DOCUMENT EXTRACT —
────────
Sitora Shokhinovna Alieva (Ситора Шохиновна Алиева) – film expert, director of the IFF “Faces of love” and the IIF Sochi, artistic director of the largest Russian national film festival “Kinotavr”, official delegate of Warsaw International Film Festival, lecturer at film schools and universities, juror at numerous film festivals, including Berlinale, Venice Film Festival, etc. Member of European Film Academy.

==Biography==

Sitora Alieva was born in 1963 in Dushanbe, Tajik SSR. She made her film debut as an actress at the age of 7. In the following 9 years she had played about ten roles in different art and television films. In 1987 Alieva graduated from the scriptwriting and film history department (Evgeniy Surkov's class) of the Gerasimov Institute of Cinematography (VGIK) in Moscow. Then she worked for Tajikfilm in Dushanbe and in 1991 promoted Tajik films at different venues around the world including Moscow International Film Festival.

In 1991 she moved to Moscow and then began to work as Daniil Dondurey's, "Iskusstvo Kino" editor-in-chief, referent (1993-1996). In 1993 she began to work at “Kinotavr” conglomerate ran by Mark Rudinstein, and in 1999 became the director of its festival branches: IFF Sochi, IFF “Faces of Love” and the International Children's Arts Festival “Kinotavrik” (1999-2005).

In 2005, after the “Kinotavr” brand was bought by Alexander Rodnyansky, only Russian part of the festival was left, IIF Sochi and IFF “Faces of Love” were stopped. Alieva has become the permanent artistic director of the Open Russian Film Festival “Kinotavr” – the largest national film festival of the country for now (the edition of Kinotavr-2022 is cancelled).
────────
STUDY MATERIAL —

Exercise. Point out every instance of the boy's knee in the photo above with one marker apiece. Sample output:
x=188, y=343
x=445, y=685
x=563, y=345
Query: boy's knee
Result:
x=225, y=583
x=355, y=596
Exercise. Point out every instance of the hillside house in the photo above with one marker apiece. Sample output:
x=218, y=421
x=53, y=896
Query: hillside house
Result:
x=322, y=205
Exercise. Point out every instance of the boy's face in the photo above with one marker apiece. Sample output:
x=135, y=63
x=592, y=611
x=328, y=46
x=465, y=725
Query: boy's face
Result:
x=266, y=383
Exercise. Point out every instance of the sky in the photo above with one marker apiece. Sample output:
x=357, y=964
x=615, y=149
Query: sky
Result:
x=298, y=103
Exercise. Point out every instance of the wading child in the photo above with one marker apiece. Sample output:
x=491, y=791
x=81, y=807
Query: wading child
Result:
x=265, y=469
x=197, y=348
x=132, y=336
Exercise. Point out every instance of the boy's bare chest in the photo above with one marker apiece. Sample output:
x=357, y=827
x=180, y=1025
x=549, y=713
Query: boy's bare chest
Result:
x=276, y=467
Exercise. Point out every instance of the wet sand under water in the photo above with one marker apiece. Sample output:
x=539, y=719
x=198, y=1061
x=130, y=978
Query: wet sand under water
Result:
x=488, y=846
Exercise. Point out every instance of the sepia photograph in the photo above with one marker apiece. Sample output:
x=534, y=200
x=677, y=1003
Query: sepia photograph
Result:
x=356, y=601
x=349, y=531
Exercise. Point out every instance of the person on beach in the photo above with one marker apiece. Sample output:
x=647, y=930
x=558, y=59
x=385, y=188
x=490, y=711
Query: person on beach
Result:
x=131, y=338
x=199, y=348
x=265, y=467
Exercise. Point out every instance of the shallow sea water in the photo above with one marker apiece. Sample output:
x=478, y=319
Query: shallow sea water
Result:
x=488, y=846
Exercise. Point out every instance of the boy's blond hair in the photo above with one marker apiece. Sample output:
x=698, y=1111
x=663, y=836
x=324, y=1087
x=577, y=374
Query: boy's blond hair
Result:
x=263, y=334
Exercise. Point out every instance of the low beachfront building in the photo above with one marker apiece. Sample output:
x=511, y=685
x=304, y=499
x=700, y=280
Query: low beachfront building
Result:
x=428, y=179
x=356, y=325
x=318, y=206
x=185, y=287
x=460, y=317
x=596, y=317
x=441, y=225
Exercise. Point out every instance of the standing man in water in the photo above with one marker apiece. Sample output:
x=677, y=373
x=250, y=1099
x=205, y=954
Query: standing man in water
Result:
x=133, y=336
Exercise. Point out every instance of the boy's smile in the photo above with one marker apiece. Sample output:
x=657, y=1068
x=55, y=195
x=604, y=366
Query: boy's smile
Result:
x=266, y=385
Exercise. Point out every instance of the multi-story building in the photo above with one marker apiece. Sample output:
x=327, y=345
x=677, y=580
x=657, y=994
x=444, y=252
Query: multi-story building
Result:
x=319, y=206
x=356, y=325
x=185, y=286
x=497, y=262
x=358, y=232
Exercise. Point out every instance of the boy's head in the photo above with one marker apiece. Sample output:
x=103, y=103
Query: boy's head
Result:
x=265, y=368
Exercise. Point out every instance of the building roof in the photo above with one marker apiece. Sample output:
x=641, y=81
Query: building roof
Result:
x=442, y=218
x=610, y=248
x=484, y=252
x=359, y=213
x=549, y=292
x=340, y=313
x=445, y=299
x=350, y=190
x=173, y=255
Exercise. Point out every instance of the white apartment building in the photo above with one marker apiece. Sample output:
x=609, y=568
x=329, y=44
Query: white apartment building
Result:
────────
EXERCISES TO COMPLETE —
- 1) According to the Sitora Alieva biography, in what year did she graduate from VGIK?
- 2) Resume the Sitora Alieva biography from the point where it stops.
You can ignore the entries.

ANSWERS TO THE TASKS —
- 1) 1987

- 2)
Also, as a film expert and a festival professional, she lectures in Russia and abroad.

Since 90-s Alieva has been taking part in juries of numerous international, national, the CIS and the Baltics, student and short film festivals, including:
- 2002 - Hyderabad International Film Festival
- 2005 - Tallinn Black Nights Film Festival
- 2006 - Mar del Plata International Film Festival
- 2006 - European Film Festival Palic
- 2006 - Cottbus Festival of Eastern European Cinema
- 2007 - 57th Berlin International Film Festival
- 2007 - 22nd Mar del Plata International Film Festival
- 2007 - Zurich Film Festival
- 2007 - Artfilm
- 2008 - 13th International Film Festival of Kerala
- 2009 - 66th Venice International Film Festival
- 2009 - Reykjavík International Film Festival
- 2010 - F5 Short Film Festival
- 2011 - Filmfest München
- 2011 - 46th Karlovy Vary International Film Festival
- 2011 - 27th Warsaw Film Festival
- 2011 - 52nd Thessaloniki International Film Festival
- 2012 - Let's CEE Film Festival
- 2012 - 9th Golden Apricot International Film Festival
- 2012 - Batumi International Art-House Film Festival
- 2013 - Minsk International Film Festival “Listapad”
- 2013 - 2morrow/Завтра Film Festival
- 2013 - Scanorama European Film Forum
- 2014 - VIII Andrey Tarkovsky International Film Festival Zerkalo (Zerkalo Film Festival)
- 2015 - Sofia International Film Festival
- 2016 - "Slovo" Award
- 2017 - Reykjavík International Film Festival
- 2018 - El Gouna Film Festival
- 2018 - 2nd Pingyao Crouching Tiger Hidden Dragon International Film Festival.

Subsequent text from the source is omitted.